AIM — Can you write what comes next in the forum thread below about the Volkswagen GLI, picking up right after its final line?

Close, but not quite: The GLI debuted in 2002 with a 12V VR6 (supposedly, only 1000 were made), upgraded interior and wheels, etc.:








^'03 pictured
The make-over occurred for the 2004.5+ GLI (body kit, 1.8T, upgraded suspension, BBS RC wheels, Recaro seats, etc.):


----------



## vw-tec (Dec 5, 2007)

*Re: What is the difference between the GLi and the GLx? (iampakman)*

Is there a VR6 GLi that comes with the lip kit and bbs rc rims, recarco seats.. etc..?? I have the gli 1.8t, but I've never seen the vr6 equivalent..


----------



## kamzcab86 (Feb 14, 2002)

*Re: What is the difference between the GLi and the GLx? (vw-tec)*


_Quote, originally posted by *vw-tec* »_Is there a VR6 GLi that comes with the lip kit and bbs rc rims, recarco seats.. etc..??

SUPPLIED DATA —
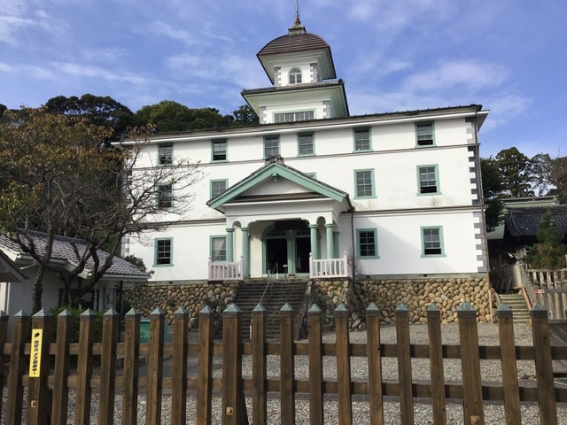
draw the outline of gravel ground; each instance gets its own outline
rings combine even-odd
[[[459,332],[457,324],[443,325],[441,328],[443,344],[458,344]],[[516,325],[515,327],[517,345],[531,345],[532,344],[532,328],[529,325]],[[427,328],[424,325],[410,326],[410,336],[412,344],[427,344]],[[197,336],[191,334],[190,340],[195,341]],[[363,332],[352,333],[350,336],[353,343],[366,342],[366,334]],[[324,342],[334,342],[333,334],[326,334],[323,336]],[[381,342],[384,344],[393,344],[396,340],[396,328],[394,326],[383,326],[381,328]],[[478,342],[481,345],[497,345],[498,344],[498,328],[493,324],[479,324],[478,325]],[[251,376],[251,359],[246,356],[243,359],[243,375]],[[303,356],[297,356],[295,359],[295,376],[298,378],[306,378],[308,376],[308,362],[307,359]],[[353,358],[351,361],[351,374],[353,378],[364,378],[368,376],[368,367],[363,358]],[[535,375],[535,367],[533,362],[520,361],[518,362],[518,372],[532,379]],[[498,360],[481,360],[481,374],[483,382],[501,382],[501,365]],[[141,375],[143,373],[141,372]],[[334,358],[326,357],[323,359],[323,375],[325,377],[334,377],[335,375],[335,360]],[[429,380],[430,367],[429,360],[414,359],[412,360],[412,375],[414,380]],[[279,375],[279,359],[276,356],[268,356],[268,375]],[[221,370],[217,369],[214,376],[221,376]],[[397,379],[397,362],[395,359],[383,359],[383,378]],[[445,379],[447,381],[461,381],[461,365],[459,360],[445,360]],[[557,384],[562,384],[558,382]],[[93,402],[91,410],[91,422],[97,421],[97,393],[93,393]],[[69,403],[69,420],[68,423],[74,423],[74,394],[70,395]],[[369,423],[369,409],[367,401],[360,398],[353,398],[353,423]],[[5,390],[4,394],[3,403],[3,420],[5,419]],[[195,395],[189,395],[187,400],[187,421],[188,423],[195,423],[194,416],[196,414],[197,398]],[[252,399],[246,398],[249,418],[252,421]],[[138,422],[145,422],[145,408],[146,398],[144,395],[139,396],[138,407]],[[114,419],[116,423],[121,421],[121,398],[116,397],[116,409]],[[171,398],[164,396],[162,404],[162,421],[161,423],[166,425],[170,423],[169,411],[171,407]],[[269,398],[268,403],[268,418],[270,424],[280,423],[280,404],[276,398]],[[325,423],[337,423],[338,406],[335,400],[326,400],[324,405]],[[384,423],[399,424],[400,421],[400,406],[397,401],[388,398],[384,399]],[[504,421],[504,407],[499,403],[484,404],[485,421],[486,424],[501,423]],[[215,398],[213,401],[213,416],[214,423],[221,423],[221,398]],[[414,404],[415,423],[416,424],[431,424],[432,423],[431,406],[431,404],[423,400],[416,400]],[[458,402],[448,402],[447,405],[447,422],[450,424],[463,423],[462,406]],[[567,424],[567,405],[557,405],[558,423]],[[524,424],[540,424],[539,407],[535,403],[522,405],[522,419]],[[23,423],[23,421],[22,421]],[[299,398],[296,401],[296,423],[309,423],[309,403],[307,398]]]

RESULT BELOW —
From the factory? Nope.


----------



## shylasong (Mar 31, 2011)

I have a 2001 jetta glx vr6 I thought it was probably the best but then someone I know bought a 2002 gls vr6 it also has leather seats and sunroof. Other then that is there actually a difference between the nicer gls and the glx?


----------



## aoj2108 (Sep 12, 2003)

There was also an Mk3 GLi but not in the U.S. AFAIK I've seen pics of the Vento GLi only in Japan


----------



## rennsports (Oct 5, 2004)

Let me give this my best shot....

As others have mentioned Volkswagen produced the GLI in limited numbers from 2004.5-2005. 

The Exterior was enhanced with an aggressive Votex body kit that consisted of front / rear valences, side skirts, red GLI badges on the front grill and rear trunk, a single rolled stainless 2.25" exhaust tip, darkened headlights / tail lamps and 18" BBS RC (Kreuzspeiche) Wheels. 

The black Interior received Front and Rear Recaro Seats, Black Headliner, Brushed Aluminum Trim, European style instrument cluster with aluminum trim bezels, leather wrapped 3 point steering wheel, silver trimmed floor Mats and aluminum pedals with rubber inserts.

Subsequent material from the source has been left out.